• What you will do
In the material, starting at the first line and ending at the line containing "[99,267,583,618]", swap "clear blue sky" for "cloudless blue sky". Give those lines back with nothing else changed.

━━━ Data provided

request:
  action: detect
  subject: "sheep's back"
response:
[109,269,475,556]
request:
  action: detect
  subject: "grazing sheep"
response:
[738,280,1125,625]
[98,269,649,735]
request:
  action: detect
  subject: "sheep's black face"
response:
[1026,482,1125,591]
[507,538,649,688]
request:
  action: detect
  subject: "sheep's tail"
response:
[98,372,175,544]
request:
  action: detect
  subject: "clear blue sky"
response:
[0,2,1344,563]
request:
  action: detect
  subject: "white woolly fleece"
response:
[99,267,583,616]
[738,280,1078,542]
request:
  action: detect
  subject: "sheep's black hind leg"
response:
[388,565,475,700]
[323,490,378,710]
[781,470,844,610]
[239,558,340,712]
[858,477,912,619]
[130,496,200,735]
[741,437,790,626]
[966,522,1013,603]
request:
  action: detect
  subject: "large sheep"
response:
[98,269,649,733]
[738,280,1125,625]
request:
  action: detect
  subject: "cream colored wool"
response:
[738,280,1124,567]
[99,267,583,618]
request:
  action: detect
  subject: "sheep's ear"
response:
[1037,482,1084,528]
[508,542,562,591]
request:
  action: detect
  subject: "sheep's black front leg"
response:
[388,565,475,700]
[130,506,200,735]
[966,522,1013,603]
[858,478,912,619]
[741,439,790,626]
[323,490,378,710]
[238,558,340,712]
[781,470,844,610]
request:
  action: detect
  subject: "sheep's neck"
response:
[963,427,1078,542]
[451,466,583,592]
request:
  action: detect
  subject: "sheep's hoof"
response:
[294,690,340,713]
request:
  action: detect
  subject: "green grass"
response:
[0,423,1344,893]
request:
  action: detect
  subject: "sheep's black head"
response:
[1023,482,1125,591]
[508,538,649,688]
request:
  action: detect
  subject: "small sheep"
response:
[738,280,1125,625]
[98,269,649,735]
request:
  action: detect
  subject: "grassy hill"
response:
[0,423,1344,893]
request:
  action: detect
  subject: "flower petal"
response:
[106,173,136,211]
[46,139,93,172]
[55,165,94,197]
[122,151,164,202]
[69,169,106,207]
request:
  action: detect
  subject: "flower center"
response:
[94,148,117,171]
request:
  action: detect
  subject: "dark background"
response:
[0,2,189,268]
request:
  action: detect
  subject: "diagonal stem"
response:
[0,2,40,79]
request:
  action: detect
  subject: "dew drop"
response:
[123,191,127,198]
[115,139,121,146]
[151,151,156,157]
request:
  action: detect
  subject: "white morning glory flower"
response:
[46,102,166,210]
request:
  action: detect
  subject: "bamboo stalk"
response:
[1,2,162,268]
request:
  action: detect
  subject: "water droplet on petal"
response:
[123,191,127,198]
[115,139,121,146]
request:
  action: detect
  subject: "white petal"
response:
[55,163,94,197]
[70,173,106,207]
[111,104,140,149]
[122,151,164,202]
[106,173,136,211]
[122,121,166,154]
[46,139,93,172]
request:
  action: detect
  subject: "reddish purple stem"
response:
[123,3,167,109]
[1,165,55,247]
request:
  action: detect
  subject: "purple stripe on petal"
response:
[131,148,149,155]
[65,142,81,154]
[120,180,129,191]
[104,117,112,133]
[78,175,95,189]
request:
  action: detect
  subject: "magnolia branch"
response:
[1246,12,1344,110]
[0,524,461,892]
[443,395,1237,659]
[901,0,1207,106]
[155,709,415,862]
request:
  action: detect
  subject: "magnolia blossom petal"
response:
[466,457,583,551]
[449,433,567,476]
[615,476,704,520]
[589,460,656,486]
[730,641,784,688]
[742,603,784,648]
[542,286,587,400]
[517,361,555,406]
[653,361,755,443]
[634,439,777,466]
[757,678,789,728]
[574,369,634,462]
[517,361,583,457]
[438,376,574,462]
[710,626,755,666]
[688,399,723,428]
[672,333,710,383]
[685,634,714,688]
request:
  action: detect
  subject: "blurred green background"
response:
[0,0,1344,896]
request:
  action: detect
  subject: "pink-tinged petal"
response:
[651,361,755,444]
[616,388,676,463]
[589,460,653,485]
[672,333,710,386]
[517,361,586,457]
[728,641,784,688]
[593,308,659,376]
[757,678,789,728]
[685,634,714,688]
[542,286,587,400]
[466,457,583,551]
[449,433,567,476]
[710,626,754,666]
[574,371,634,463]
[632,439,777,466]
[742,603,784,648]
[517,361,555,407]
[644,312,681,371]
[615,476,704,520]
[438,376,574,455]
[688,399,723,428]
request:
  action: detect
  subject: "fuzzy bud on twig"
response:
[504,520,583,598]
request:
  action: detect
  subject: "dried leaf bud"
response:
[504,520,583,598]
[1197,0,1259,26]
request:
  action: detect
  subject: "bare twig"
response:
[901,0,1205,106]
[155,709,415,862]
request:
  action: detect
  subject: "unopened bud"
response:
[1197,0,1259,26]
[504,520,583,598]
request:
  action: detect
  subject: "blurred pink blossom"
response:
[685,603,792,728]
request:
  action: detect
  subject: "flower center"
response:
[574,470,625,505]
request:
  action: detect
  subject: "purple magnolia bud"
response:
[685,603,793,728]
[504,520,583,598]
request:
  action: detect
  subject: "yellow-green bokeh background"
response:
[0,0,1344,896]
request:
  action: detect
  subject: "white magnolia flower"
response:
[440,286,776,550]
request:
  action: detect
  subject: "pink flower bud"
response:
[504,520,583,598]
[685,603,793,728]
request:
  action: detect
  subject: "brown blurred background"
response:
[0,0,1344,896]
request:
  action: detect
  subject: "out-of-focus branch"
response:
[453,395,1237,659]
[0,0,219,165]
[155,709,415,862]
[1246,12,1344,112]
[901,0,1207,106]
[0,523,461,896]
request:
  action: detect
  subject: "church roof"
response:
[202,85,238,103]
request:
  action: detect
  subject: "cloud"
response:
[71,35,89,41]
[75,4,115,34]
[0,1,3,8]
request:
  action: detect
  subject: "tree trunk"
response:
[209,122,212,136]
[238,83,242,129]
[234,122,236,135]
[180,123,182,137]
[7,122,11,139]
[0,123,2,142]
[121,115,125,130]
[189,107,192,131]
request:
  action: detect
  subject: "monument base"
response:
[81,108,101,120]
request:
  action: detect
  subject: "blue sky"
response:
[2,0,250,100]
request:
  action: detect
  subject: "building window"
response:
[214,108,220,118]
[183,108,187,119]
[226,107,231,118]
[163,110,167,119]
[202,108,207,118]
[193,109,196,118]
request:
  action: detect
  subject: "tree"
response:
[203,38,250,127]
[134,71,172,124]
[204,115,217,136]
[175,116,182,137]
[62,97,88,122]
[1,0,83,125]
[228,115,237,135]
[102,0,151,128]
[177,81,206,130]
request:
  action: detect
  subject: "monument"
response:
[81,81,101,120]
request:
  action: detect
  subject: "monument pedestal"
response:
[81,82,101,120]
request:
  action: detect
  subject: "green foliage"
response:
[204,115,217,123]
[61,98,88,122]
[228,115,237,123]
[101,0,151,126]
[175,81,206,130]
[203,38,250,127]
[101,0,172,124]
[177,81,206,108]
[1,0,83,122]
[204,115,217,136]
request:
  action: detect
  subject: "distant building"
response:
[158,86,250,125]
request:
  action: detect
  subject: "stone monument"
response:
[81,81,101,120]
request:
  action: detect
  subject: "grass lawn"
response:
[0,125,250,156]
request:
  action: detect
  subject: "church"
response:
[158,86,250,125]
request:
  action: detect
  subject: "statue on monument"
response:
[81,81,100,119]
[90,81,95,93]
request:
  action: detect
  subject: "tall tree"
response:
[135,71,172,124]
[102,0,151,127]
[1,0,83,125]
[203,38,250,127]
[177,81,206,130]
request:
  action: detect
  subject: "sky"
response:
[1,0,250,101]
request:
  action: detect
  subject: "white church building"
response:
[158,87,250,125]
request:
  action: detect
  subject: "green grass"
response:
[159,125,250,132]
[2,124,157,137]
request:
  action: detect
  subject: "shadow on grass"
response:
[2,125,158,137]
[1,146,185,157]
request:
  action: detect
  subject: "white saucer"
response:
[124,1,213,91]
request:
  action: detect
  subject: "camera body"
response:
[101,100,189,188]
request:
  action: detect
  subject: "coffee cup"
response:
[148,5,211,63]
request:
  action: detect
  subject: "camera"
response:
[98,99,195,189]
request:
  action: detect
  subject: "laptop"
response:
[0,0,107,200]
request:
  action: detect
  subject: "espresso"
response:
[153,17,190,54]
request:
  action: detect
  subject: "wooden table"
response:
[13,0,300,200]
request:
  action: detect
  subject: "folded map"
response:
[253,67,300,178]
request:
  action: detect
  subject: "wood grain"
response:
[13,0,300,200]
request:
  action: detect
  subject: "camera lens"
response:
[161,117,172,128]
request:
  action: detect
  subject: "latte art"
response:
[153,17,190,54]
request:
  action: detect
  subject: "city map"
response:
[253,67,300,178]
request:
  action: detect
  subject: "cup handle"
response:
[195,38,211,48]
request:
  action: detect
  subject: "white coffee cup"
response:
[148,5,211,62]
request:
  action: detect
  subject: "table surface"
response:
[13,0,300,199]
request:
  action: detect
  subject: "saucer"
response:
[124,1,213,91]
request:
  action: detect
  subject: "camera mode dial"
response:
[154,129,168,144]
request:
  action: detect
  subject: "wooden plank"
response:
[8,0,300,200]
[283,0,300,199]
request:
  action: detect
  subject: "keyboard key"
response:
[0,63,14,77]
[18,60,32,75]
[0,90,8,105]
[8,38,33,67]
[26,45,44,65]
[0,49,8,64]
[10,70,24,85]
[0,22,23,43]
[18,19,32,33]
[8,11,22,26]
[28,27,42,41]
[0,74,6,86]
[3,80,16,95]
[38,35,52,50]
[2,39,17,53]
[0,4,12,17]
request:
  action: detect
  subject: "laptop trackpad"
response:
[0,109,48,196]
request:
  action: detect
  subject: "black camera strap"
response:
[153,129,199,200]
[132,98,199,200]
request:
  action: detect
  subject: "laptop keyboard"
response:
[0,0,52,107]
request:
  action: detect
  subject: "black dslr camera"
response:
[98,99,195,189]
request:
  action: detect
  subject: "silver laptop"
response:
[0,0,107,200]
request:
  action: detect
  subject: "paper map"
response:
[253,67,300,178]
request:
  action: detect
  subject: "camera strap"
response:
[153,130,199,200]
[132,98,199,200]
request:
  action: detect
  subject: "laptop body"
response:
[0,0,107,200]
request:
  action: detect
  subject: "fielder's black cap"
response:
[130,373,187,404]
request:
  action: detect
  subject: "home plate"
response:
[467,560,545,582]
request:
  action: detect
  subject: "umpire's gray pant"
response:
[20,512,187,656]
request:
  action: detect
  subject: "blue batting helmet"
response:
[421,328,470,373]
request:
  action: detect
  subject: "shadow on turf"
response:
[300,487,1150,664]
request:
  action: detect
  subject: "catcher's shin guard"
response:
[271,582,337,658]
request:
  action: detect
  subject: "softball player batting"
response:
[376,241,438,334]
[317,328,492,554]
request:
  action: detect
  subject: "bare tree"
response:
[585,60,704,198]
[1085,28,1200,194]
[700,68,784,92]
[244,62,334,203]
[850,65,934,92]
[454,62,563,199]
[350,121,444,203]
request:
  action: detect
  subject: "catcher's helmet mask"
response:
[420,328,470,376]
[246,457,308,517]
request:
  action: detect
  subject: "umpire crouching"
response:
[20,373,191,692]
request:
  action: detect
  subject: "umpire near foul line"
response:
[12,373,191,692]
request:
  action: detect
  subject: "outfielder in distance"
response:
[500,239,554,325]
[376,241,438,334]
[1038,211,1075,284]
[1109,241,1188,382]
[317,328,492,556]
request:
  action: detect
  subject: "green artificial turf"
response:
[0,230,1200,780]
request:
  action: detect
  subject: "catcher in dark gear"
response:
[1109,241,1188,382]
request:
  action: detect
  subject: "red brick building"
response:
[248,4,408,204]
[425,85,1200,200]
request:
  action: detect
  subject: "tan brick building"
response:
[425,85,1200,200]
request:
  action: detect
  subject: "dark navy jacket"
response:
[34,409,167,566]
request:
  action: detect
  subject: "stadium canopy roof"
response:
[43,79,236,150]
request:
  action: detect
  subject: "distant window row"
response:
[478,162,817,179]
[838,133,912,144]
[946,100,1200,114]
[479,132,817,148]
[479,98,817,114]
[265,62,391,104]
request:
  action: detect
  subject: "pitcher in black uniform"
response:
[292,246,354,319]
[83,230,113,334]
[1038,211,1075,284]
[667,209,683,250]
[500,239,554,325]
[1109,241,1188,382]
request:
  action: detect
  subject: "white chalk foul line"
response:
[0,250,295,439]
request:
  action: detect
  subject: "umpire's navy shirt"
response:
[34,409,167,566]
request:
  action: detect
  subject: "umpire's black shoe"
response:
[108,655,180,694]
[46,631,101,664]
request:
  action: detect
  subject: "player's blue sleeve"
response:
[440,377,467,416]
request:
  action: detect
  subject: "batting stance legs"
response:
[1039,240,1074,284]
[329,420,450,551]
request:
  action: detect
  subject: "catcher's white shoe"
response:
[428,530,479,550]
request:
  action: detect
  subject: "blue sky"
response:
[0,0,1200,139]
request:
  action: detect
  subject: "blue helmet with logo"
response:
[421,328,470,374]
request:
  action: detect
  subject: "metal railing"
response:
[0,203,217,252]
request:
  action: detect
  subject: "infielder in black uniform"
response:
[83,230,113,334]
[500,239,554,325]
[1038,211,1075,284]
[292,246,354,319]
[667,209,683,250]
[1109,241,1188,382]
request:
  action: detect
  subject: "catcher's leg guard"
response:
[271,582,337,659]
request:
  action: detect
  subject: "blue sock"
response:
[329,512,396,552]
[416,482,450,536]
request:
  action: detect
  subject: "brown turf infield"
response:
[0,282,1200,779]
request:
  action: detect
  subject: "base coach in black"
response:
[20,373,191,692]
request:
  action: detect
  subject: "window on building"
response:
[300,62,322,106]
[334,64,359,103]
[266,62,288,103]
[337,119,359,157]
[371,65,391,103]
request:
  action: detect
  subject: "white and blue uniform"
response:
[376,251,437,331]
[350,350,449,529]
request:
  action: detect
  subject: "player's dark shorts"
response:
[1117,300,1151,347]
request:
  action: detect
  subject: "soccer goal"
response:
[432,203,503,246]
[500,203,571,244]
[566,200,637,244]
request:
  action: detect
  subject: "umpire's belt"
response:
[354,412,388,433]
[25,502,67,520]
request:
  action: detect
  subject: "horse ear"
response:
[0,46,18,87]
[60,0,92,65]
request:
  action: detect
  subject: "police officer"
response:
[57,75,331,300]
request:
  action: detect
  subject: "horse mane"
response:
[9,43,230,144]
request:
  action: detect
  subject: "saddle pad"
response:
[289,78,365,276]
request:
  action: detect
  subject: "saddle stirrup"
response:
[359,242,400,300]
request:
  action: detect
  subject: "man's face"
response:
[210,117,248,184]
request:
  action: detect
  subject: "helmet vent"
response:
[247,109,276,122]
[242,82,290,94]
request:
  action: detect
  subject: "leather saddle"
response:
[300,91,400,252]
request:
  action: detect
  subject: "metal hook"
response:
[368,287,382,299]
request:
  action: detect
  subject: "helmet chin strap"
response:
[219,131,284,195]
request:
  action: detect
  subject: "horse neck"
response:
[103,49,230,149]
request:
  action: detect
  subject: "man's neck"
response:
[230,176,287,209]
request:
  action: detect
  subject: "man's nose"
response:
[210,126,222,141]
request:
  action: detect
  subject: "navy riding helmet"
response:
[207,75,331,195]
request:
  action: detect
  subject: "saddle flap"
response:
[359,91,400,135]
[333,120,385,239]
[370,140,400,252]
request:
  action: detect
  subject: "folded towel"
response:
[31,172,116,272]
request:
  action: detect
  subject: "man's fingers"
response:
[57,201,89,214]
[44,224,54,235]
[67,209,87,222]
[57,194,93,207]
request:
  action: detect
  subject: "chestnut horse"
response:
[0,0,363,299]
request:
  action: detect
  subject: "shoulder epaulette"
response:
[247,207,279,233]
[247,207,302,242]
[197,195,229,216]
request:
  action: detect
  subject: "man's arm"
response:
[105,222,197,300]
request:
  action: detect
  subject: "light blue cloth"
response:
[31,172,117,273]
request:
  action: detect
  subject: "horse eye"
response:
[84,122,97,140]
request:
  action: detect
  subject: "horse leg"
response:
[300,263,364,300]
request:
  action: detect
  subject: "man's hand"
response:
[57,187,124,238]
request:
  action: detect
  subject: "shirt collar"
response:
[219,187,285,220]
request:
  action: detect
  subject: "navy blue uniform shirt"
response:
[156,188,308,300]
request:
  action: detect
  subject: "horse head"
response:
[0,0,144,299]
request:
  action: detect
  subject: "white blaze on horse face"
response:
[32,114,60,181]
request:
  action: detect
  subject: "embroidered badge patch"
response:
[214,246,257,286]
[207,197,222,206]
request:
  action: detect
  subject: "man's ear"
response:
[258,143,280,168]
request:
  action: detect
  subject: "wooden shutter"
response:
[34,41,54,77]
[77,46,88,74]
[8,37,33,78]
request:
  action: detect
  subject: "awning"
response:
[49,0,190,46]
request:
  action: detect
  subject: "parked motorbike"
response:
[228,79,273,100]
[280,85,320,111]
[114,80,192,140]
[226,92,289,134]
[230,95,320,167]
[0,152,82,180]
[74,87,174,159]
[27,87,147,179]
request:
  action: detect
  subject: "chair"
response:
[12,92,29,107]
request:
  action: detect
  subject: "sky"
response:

━━━━━━

• Task output
request:
  action: detect
  subject: "sheep's back"
response:
[109,269,475,556]
request:
  action: detect
  subject: "grazing sheep"
response:
[738,280,1125,625]
[98,269,649,735]
request:
  action: detect
  subject: "sheep's black face"
response:
[1026,482,1125,591]
[507,538,649,688]
request:
  action: detect
  subject: "sheep's tail"
response:
[98,372,175,544]
request:
  action: detect
  subject: "cloudless blue sky"
response:
[0,2,1344,563]
request:
  action: detect
  subject: "white woolly fleece"
response:
[99,267,583,616]
[738,280,1078,542]
request:
  action: detect
  subject: "sheep's black hind leg"
response:
[388,565,475,700]
[323,490,378,710]
[781,470,844,610]
[239,558,340,712]
[858,477,912,619]
[130,496,200,735]
[741,437,790,626]
[966,522,1013,603]
request:
  action: detect
  subject: "large sheep"
response:
[98,269,649,733]
[738,280,1125,625]
request:
  action: detect
  subject: "cream colored wool"
response:
[738,280,1124,567]
[99,267,583,618]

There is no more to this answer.